Stored data entries:
+ + + + + + +

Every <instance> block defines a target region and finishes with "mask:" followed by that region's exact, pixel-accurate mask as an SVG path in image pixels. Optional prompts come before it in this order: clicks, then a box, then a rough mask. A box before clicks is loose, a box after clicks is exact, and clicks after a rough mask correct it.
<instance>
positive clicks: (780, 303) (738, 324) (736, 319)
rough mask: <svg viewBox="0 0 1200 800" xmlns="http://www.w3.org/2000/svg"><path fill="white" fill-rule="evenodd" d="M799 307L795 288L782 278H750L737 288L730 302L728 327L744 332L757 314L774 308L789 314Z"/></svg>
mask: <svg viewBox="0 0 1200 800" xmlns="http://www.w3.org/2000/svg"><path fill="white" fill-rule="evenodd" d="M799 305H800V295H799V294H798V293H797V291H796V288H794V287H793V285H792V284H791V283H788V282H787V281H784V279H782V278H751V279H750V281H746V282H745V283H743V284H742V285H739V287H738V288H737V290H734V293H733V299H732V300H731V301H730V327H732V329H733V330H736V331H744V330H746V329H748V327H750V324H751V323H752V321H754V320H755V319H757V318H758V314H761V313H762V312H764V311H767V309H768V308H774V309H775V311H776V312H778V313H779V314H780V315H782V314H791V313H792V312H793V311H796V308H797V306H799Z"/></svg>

+ + + + + + +

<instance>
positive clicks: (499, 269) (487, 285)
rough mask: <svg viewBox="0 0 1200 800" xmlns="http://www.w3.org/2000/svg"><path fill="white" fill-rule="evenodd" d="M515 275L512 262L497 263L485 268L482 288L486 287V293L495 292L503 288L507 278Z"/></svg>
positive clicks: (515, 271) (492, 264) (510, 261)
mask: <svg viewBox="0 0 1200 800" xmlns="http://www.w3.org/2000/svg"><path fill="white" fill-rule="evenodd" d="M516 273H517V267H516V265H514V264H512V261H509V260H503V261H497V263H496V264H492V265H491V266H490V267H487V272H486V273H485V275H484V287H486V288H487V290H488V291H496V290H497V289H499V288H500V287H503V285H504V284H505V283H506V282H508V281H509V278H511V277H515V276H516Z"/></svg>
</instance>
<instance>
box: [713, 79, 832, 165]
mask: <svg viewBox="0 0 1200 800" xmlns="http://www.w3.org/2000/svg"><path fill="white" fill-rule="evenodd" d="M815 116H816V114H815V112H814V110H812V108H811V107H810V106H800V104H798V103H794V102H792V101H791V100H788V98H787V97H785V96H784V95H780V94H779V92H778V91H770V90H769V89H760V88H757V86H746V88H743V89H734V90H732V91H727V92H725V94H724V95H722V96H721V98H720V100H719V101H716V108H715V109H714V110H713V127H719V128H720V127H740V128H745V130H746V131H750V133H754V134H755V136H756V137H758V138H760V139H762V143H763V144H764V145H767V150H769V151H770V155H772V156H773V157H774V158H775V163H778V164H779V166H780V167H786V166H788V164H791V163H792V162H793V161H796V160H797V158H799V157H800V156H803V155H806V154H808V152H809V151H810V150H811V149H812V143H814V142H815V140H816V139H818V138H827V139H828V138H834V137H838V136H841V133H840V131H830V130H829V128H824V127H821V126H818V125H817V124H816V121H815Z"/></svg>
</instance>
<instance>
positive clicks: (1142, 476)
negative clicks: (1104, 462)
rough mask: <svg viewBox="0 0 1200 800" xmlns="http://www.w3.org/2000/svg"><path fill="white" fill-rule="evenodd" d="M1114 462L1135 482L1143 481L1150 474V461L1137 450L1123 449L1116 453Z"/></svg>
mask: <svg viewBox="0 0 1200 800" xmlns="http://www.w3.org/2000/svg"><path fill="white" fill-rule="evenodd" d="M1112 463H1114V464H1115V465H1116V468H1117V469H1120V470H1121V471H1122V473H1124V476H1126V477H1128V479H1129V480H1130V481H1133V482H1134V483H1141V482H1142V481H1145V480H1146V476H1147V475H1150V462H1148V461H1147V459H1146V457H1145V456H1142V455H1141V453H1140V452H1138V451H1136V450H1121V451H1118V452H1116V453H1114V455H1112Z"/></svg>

+ + + + + + +

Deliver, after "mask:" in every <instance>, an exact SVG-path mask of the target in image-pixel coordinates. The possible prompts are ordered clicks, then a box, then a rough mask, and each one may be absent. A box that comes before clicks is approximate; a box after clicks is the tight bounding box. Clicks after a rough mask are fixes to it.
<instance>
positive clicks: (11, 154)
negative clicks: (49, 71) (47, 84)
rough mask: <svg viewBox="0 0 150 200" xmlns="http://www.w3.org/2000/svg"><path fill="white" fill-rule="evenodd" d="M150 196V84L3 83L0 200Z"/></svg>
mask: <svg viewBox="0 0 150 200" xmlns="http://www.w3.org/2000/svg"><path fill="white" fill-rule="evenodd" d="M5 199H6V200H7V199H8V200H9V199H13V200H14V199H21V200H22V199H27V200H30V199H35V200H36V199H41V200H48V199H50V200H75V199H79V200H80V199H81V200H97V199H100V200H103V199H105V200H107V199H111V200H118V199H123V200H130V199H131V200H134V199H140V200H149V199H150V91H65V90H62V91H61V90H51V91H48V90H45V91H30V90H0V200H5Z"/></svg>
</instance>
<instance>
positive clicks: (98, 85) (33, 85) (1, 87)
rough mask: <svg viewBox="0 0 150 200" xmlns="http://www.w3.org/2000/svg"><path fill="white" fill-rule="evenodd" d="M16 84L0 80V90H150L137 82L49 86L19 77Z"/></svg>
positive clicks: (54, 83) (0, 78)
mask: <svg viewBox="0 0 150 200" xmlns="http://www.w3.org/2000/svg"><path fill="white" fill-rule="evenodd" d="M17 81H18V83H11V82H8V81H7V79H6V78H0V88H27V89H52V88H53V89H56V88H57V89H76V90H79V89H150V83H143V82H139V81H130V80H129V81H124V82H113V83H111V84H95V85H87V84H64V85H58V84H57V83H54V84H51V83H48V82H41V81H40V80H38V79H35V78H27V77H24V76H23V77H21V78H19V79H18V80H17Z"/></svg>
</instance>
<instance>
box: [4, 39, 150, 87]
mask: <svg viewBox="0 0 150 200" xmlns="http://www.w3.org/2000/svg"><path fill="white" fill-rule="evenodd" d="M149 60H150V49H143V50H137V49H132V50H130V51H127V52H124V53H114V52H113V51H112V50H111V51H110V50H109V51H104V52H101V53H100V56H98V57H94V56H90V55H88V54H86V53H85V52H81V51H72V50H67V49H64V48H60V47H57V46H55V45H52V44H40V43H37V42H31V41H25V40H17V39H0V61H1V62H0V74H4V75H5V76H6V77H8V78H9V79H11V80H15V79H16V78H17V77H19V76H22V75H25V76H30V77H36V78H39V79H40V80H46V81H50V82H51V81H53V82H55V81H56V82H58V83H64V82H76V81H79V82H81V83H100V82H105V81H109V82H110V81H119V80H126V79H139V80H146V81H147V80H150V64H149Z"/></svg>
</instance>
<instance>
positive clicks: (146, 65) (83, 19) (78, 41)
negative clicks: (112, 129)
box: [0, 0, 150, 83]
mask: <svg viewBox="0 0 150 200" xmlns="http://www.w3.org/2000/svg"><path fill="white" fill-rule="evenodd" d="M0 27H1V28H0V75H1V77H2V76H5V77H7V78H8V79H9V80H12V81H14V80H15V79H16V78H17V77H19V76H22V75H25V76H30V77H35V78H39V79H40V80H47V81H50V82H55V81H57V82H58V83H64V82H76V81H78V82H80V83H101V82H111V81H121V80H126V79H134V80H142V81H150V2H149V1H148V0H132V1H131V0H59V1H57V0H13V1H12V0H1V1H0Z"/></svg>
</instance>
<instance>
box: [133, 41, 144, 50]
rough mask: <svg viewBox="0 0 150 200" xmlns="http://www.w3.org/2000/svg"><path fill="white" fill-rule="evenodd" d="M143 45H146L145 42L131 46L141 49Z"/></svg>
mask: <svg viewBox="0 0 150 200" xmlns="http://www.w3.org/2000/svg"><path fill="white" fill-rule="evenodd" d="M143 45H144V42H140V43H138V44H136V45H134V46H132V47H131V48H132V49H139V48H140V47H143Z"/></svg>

+ + + + + + +

- [Try it] An exact copy of the lines above between the line holding "box: [4, 39, 150, 87]" and the line holding "negative clicks: (112, 129)", inclusive, is the whole answer.

- [Exercise answer]
box: [4, 39, 150, 87]
mask: <svg viewBox="0 0 150 200" xmlns="http://www.w3.org/2000/svg"><path fill="white" fill-rule="evenodd" d="M149 60H150V49H143V50H137V49H132V50H130V51H127V52H124V53H114V52H113V51H112V50H111V51H110V50H109V51H104V52H101V53H100V56H98V57H94V56H90V55H88V54H86V53H85V52H81V51H72V50H67V49H64V48H60V47H57V46H55V45H52V44H40V43H37V42H31V41H25V40H17V39H0V61H1V62H0V74H4V75H5V76H6V77H8V78H9V79H11V80H15V79H16V78H17V77H19V76H22V75H25V76H30V77H36V78H39V79H40V80H46V81H50V82H51V81H53V82H55V81H56V82H58V83H64V82H76V81H79V82H81V83H100V82H105V81H109V82H110V81H119V80H126V79H139V80H146V81H147V80H150V64H149Z"/></svg>
</instance>
<instance>
positive clicks: (146, 65) (83, 19) (78, 41)
negative clicks: (112, 129)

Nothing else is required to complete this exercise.